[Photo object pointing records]
+ + + +

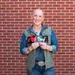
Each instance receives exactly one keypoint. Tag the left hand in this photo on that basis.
(43, 45)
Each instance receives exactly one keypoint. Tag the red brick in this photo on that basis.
(15, 18)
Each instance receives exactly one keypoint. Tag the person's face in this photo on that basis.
(38, 17)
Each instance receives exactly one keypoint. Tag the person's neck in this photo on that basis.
(37, 28)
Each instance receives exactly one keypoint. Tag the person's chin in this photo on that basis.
(37, 24)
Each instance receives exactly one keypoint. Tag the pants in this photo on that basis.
(37, 70)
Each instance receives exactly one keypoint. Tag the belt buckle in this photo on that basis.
(41, 63)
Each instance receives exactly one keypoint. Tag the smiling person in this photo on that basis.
(39, 43)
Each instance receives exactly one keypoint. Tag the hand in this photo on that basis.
(34, 45)
(43, 45)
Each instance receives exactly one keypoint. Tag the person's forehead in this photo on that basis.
(38, 11)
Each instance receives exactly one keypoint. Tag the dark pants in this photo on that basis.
(37, 70)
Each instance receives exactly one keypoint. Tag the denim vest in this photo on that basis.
(48, 55)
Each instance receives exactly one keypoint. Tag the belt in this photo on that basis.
(40, 63)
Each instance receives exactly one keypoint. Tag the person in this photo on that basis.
(39, 43)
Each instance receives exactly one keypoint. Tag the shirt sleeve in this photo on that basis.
(23, 44)
(54, 42)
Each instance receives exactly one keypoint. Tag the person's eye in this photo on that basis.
(35, 15)
(40, 16)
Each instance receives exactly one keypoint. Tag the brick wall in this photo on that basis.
(15, 17)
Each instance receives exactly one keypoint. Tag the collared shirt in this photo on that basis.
(39, 51)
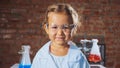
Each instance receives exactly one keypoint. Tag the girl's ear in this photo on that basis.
(46, 28)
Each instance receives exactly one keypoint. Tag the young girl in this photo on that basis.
(60, 24)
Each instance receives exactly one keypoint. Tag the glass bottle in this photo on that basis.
(25, 60)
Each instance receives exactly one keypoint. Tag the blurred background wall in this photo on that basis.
(20, 23)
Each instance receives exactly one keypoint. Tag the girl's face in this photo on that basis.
(59, 28)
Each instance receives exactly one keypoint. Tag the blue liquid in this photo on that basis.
(24, 66)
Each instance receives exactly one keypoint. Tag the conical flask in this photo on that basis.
(25, 60)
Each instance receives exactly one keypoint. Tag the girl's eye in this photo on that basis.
(66, 27)
(54, 27)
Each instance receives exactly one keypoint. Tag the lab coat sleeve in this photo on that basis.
(84, 63)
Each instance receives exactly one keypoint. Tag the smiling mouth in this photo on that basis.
(60, 38)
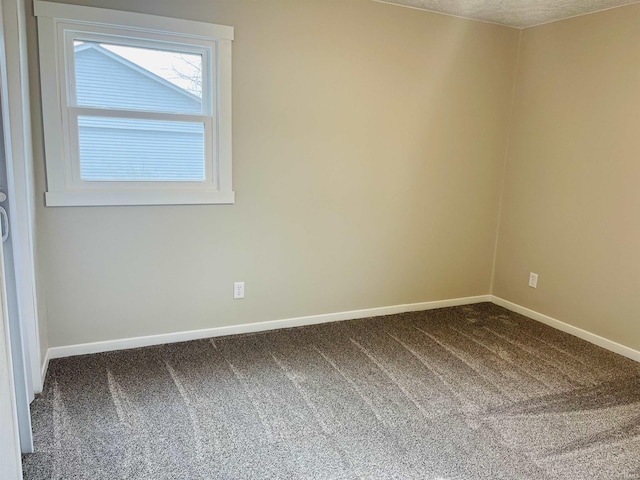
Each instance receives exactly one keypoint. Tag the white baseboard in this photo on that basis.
(565, 327)
(126, 343)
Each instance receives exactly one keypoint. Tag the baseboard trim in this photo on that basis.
(146, 341)
(565, 327)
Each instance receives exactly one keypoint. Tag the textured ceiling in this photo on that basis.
(515, 13)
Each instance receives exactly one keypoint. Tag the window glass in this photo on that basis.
(135, 78)
(121, 149)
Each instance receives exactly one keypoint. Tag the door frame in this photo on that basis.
(10, 459)
(21, 183)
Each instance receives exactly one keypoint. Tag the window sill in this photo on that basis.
(157, 197)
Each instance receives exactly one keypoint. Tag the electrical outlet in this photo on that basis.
(238, 290)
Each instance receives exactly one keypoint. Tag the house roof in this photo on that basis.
(108, 53)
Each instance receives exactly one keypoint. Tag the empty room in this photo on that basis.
(320, 239)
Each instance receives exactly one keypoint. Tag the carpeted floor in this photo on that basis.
(471, 392)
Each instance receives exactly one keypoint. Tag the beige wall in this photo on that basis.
(368, 150)
(571, 208)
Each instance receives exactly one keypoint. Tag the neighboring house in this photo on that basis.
(114, 149)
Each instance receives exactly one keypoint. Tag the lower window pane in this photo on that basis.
(121, 149)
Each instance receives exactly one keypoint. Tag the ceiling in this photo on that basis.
(514, 13)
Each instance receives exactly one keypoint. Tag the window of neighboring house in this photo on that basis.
(136, 108)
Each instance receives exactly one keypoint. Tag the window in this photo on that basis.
(136, 108)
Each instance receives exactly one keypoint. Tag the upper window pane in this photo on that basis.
(135, 78)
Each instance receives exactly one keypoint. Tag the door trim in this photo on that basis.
(21, 182)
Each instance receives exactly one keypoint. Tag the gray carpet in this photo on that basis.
(471, 392)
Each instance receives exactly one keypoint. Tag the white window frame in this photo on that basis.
(58, 25)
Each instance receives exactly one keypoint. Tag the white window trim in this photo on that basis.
(62, 189)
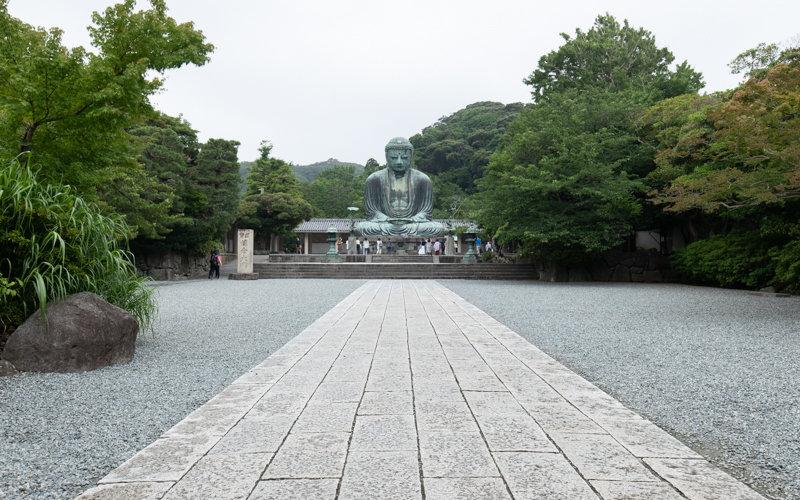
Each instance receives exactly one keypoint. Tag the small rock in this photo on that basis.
(6, 368)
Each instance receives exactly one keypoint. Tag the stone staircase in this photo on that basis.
(395, 270)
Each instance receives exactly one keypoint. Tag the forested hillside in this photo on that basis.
(307, 173)
(457, 148)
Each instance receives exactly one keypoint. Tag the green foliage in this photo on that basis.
(307, 173)
(738, 259)
(758, 61)
(745, 155)
(274, 203)
(273, 213)
(71, 107)
(565, 182)
(568, 180)
(244, 169)
(272, 175)
(612, 57)
(457, 148)
(54, 244)
(201, 180)
(333, 190)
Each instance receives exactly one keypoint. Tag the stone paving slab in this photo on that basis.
(406, 391)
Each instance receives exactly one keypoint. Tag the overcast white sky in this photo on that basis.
(323, 78)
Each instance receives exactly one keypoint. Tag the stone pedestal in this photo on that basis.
(244, 260)
(471, 256)
(243, 276)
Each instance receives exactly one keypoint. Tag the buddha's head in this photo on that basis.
(399, 153)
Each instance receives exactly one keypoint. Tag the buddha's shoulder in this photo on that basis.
(419, 175)
(377, 176)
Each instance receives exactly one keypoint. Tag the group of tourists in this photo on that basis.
(437, 247)
(379, 246)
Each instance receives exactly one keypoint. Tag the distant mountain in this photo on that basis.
(307, 173)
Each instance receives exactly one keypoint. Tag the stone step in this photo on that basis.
(395, 271)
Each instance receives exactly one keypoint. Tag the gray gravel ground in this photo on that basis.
(60, 433)
(716, 368)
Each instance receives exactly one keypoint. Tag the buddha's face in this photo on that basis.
(399, 160)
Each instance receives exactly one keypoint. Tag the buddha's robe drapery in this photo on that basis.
(412, 216)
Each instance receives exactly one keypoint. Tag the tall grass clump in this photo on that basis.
(54, 244)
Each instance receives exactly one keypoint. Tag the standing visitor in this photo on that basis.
(216, 262)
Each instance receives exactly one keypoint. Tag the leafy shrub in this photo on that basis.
(738, 259)
(54, 244)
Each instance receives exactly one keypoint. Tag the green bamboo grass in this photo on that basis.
(54, 244)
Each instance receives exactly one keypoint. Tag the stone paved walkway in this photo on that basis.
(406, 391)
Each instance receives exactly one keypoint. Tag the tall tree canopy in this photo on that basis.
(200, 181)
(457, 148)
(613, 57)
(70, 107)
(729, 165)
(567, 181)
(333, 190)
(274, 202)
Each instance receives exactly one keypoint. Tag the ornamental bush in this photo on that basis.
(54, 244)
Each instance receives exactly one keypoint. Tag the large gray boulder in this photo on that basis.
(84, 332)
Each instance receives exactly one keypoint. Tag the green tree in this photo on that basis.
(202, 180)
(457, 148)
(560, 184)
(613, 57)
(274, 202)
(272, 175)
(72, 108)
(332, 191)
(213, 200)
(735, 165)
(567, 182)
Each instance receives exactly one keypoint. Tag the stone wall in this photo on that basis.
(172, 265)
(642, 266)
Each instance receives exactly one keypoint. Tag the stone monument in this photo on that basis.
(398, 200)
(245, 257)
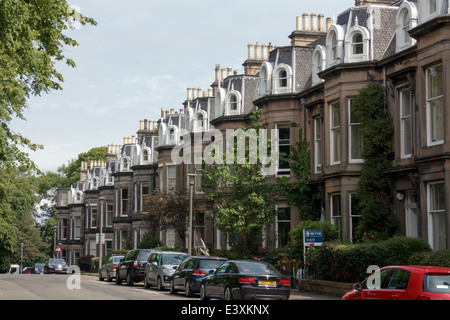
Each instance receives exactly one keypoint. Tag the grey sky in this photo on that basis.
(141, 57)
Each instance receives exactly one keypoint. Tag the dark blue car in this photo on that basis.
(190, 273)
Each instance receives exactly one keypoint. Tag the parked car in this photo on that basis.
(132, 266)
(190, 273)
(108, 270)
(160, 267)
(245, 280)
(13, 268)
(403, 283)
(55, 265)
(38, 268)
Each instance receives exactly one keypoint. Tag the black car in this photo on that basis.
(38, 268)
(55, 265)
(190, 273)
(132, 266)
(245, 280)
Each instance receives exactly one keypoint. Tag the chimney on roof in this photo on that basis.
(359, 3)
(308, 29)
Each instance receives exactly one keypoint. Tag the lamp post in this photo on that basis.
(191, 177)
(100, 237)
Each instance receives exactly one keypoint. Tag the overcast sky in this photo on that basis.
(141, 57)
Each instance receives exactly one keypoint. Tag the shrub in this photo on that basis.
(439, 258)
(398, 250)
(337, 261)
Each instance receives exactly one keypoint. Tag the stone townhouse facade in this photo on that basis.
(308, 85)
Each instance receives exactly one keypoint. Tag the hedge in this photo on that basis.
(337, 261)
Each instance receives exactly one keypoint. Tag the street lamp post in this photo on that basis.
(191, 177)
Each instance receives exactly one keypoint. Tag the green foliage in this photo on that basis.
(243, 201)
(373, 190)
(398, 250)
(440, 258)
(17, 204)
(149, 241)
(330, 232)
(337, 261)
(32, 39)
(72, 170)
(300, 194)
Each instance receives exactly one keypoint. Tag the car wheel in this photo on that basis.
(172, 287)
(130, 280)
(146, 283)
(203, 295)
(159, 286)
(227, 294)
(187, 289)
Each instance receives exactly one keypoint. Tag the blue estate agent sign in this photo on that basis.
(312, 236)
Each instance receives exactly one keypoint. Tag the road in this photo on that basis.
(83, 287)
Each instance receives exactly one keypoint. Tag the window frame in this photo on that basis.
(335, 135)
(429, 107)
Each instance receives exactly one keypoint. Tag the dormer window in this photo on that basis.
(429, 9)
(319, 64)
(283, 79)
(406, 20)
(357, 44)
(125, 164)
(334, 45)
(172, 136)
(233, 103)
(264, 82)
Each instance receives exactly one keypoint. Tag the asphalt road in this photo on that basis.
(83, 287)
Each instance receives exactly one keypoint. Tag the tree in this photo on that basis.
(166, 211)
(32, 40)
(243, 200)
(17, 204)
(72, 170)
(300, 193)
(373, 189)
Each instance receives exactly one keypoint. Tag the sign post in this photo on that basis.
(311, 238)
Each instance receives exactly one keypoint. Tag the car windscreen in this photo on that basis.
(436, 283)
(57, 261)
(143, 255)
(175, 258)
(209, 264)
(257, 268)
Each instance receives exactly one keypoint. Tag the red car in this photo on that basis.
(403, 283)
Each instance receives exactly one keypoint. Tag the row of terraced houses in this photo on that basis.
(310, 84)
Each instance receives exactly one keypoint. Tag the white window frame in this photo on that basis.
(336, 216)
(335, 45)
(430, 101)
(318, 144)
(335, 130)
(432, 218)
(280, 206)
(350, 55)
(404, 118)
(319, 63)
(279, 143)
(277, 88)
(351, 127)
(403, 39)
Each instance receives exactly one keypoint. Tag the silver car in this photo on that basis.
(108, 270)
(160, 267)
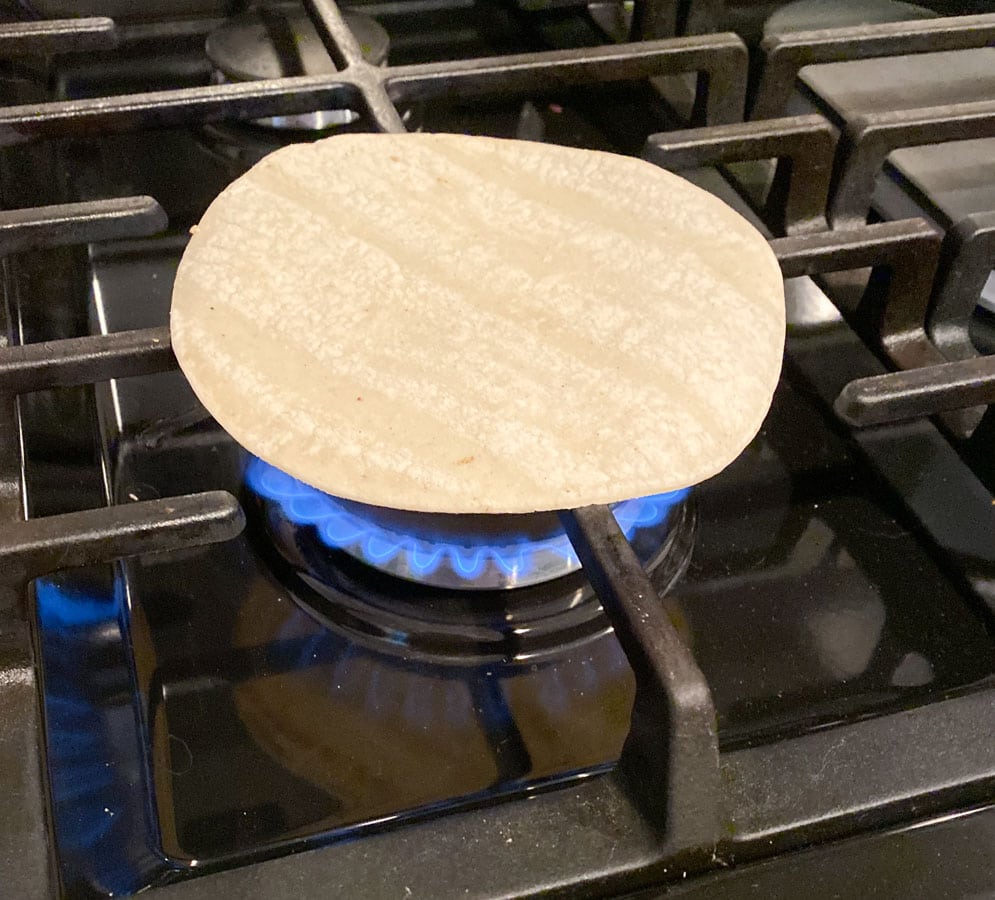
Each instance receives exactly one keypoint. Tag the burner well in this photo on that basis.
(466, 552)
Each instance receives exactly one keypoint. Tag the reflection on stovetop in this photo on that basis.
(810, 599)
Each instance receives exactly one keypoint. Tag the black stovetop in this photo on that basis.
(199, 717)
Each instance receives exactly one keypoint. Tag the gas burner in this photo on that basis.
(466, 552)
(280, 41)
(353, 568)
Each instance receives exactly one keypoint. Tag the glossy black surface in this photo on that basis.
(812, 599)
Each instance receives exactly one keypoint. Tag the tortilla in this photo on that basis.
(457, 324)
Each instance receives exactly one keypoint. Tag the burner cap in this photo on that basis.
(465, 552)
(281, 41)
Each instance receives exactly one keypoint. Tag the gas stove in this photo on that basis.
(216, 681)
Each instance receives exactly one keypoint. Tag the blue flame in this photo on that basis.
(343, 528)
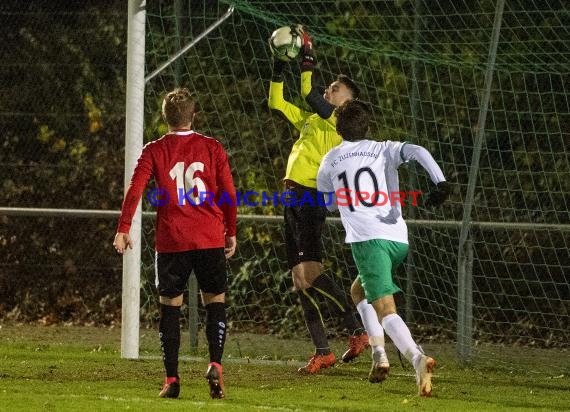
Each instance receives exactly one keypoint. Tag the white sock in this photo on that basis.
(401, 336)
(372, 325)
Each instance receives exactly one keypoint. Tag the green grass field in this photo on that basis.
(80, 369)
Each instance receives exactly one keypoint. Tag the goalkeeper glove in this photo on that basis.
(437, 196)
(308, 59)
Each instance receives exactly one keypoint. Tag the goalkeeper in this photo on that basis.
(304, 220)
(375, 227)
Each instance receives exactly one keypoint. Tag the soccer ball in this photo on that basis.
(285, 43)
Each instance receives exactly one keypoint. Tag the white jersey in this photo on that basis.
(363, 176)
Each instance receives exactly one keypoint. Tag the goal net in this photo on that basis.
(422, 66)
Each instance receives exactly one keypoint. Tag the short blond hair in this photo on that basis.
(178, 107)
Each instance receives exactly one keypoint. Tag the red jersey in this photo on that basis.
(198, 198)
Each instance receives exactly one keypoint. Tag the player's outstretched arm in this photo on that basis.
(437, 196)
(440, 193)
(230, 247)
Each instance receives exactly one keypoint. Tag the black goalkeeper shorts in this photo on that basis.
(304, 220)
(173, 270)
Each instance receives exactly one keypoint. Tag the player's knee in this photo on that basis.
(208, 298)
(311, 270)
(175, 301)
(357, 292)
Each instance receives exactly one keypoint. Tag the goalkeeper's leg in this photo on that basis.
(169, 333)
(323, 357)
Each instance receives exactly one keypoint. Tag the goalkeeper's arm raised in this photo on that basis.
(313, 94)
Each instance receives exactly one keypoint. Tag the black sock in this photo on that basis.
(169, 333)
(314, 323)
(216, 330)
(341, 308)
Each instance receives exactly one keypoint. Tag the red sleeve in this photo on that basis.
(139, 180)
(226, 185)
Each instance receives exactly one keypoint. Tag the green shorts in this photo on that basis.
(375, 260)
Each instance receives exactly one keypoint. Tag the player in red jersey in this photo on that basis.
(195, 230)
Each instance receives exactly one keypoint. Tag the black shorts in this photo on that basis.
(173, 270)
(304, 221)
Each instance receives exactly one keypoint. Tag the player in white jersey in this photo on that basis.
(362, 177)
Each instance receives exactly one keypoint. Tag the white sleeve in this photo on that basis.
(424, 158)
(325, 185)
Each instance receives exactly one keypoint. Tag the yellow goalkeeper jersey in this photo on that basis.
(317, 135)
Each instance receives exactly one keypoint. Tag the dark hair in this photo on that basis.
(178, 108)
(347, 81)
(353, 119)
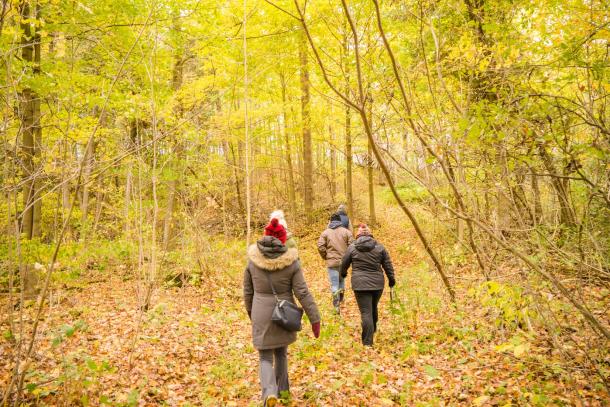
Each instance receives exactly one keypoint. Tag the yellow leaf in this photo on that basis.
(479, 401)
(520, 350)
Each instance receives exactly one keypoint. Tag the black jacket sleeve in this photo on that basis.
(386, 263)
(346, 261)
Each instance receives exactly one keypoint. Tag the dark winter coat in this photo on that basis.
(268, 255)
(333, 243)
(367, 258)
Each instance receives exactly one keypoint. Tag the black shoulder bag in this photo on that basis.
(285, 314)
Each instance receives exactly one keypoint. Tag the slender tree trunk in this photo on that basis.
(306, 127)
(333, 165)
(349, 196)
(561, 188)
(172, 185)
(292, 201)
(349, 159)
(84, 205)
(31, 128)
(370, 168)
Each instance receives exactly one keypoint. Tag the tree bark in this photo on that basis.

+ + + +

_TASK REQUIREMENTS:_
Begin at the line containing "jacket sleeve in this photo on that basis." and reproduce each line through the end of the records above.

_ANSWER TO THE TASK:_
Each instance receives exactly one keypoint. Tag the black jacket sleeve in this photo on that basis.
(386, 263)
(346, 261)
Each instance receives exactly one keypoint. Tag the dark winter coat in this photo on that basis.
(268, 255)
(333, 243)
(367, 258)
Each instance receives exactly one keypoint. Tag the black shoulder bag in this photo on that basis.
(285, 314)
Each instance receives exactly one keypoint. Tag the slender tree trunk in this photo on that basis.
(306, 127)
(333, 165)
(349, 196)
(561, 188)
(172, 185)
(292, 201)
(349, 159)
(84, 205)
(31, 128)
(370, 168)
Each instance receives exactly one keypoint. Tag the tree bark in this photo on that basis.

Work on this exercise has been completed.